Magaluf (/mægəˈluːf/, /ca/, /es/) is a resort town on the western coast of the island of Mallorca. Known as a major tourist destination and holiday resort town, Magaluf is in the municipality of Calvià, which is likewise a popular package tour destination. The town is known for its nightlife.

==Resort==
Magaluf is part of the municipality of Calvià and is located within a group of towns which includes Palma Nova and Torrenova. The resort caters to young (mainly British) adults and couples as well as families, with peak season during July and August. During the winter season (November through March), the population of Magaluf consists primarily of local residents, with most resort and package-based hotels closing their doors.

Magaluf consists of a white sandy beach and the Magaluf strip, which is the centre for the main nightlife and restaurants. The twin resorts of Magaluf and Palma Nova are the largest resort developments of the municipal district of Calvià, and are situated on the island's south west coast at the western end of the huge Palma Bay, approximately 15 km from Palma, and the Son Sant Joan International airport. Meliá Hotels International started the required investment for the first stage in modernising the resort of Magaluf, by updating four hotels on the beach front, known as the Calvià Beach Resort, which opened in June 2012.

A popular challenge for tourists is a swim to Black Lizard Island (Illa de sa Porrassa) located in the centre of Magaluf Bay. The island is known by this name due to the very high number of black lizards that can be found scurrying away during one's climb. The island is situated right in the centre of Magaluf's bay and is approximately 400 m away from the beach front.

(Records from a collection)
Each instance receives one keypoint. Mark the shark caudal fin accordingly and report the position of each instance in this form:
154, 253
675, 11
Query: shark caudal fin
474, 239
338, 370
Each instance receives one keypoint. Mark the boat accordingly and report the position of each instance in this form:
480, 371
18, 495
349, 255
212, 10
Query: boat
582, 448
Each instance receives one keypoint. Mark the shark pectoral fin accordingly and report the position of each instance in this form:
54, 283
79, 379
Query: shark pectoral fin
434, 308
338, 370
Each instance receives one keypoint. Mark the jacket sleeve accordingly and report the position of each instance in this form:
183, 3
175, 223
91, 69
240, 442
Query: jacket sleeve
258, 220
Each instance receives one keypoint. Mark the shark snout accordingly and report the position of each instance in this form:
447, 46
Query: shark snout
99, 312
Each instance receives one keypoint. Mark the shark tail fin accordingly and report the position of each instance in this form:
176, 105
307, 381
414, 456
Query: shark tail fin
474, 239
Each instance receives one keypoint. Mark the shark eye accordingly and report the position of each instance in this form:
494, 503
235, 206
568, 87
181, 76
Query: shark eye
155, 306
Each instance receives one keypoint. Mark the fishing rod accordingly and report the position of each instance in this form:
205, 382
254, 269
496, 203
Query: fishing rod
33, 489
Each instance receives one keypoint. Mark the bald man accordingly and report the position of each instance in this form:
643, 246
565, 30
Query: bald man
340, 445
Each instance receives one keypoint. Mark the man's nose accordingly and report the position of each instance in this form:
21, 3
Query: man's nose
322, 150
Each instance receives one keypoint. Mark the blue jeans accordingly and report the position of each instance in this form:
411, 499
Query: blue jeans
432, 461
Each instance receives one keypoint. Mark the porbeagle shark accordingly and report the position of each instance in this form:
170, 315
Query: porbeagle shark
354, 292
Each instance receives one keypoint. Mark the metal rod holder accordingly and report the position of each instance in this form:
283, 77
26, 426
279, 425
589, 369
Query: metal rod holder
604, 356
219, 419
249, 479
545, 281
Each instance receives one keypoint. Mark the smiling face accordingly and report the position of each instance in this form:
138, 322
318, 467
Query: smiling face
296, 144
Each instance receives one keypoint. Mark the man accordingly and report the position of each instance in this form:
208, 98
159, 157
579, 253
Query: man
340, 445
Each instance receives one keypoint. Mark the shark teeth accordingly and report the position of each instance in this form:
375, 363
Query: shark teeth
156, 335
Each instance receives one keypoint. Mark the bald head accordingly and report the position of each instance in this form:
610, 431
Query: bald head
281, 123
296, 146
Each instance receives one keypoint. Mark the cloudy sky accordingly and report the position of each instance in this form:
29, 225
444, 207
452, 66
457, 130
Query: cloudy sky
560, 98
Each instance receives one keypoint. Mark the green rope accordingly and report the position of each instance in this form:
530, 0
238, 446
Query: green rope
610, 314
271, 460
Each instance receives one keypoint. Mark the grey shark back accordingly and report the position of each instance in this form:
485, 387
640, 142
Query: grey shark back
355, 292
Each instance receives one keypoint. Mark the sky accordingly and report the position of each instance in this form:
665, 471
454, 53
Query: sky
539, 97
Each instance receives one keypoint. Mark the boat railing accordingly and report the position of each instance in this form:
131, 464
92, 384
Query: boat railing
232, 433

- [Task set]
1 – Translate this sentence from the text on Magaluf into Spanish: "The island is situated right in the centre of Magaluf's bay and is approximately 400 m away from the beach front."
2 – Return the part of the text on Magaluf between "Magaluf (/mægəˈluːf/, /ca/, /es/)" and "closing their doors.", inclusive, with no changes.
3 – Carry the text on Magaluf further, beginning after its final sentence.
The listing is separate material, unconnected to the text on Magaluf.

- [Results for each task]
1 – La isla está situada justo en el centro de la bahía de Magaluf y se encuentra a unos 400 m de la primera línea de playa.

2 –
Magaluf (/mægəˈluːf/, /ca/, /es/) is a resort town on the western coast of the island of Mallorca. Known as a major tourist destination and holiday resort town, Magaluf is in the municipality of Calvià, which is likewise a popular package tour destination. The town is known for its nightlife.

==Resort==
Magaluf is part of the municipality of Calvià and is located within a group of towns which includes Palma Nova and Torrenova. The resort caters to young (mainly British) adults and couples as well as families, with peak season during July and August. During the winter season (November through March), the population of Magaluf consists primarily of local residents, with most resort and package-based hotels closing their doors.

3 –
==Nightlife==
There are many bars and nightclubs in Magaluf, and many DJs have played at the resort, including David Guetta, DJ Sammy, Freemasons, Basshunter, Judge Jules, Tiësto, Pat Sharp, Calvin Harris, Tim Westwood, Greg James, Martin Garrix and Lauren Pope. Night-life in Magaluf is centred on the Punta Balena strip, where most of the nightclubs and bars are located.

The nightlife and associated activities results in the town being commonly nicknamed "Shagaluf" and “Megamuff” in popular British culture.

The resort focuses almost exclusively on British binge drinking tourism, with extremely low alcohol and fast food prices, and British staffed medical emergency centres located close to bar areas.

British tour operators have warned the Spanish Tourist Board that the image of Magaluf is affecting their efforts to market Mallorca.

==Magaluf in popular culture==
- Swedish pop musician Orup sang about the resort in 1992 in the song "Magaluf".
- English punk band Toy Dolls wrote a song called "I've Had Enough o' Magaluf".
- Belgian musician Maarten Devoldere clip "Mad World" has been one-shot in Magaluf.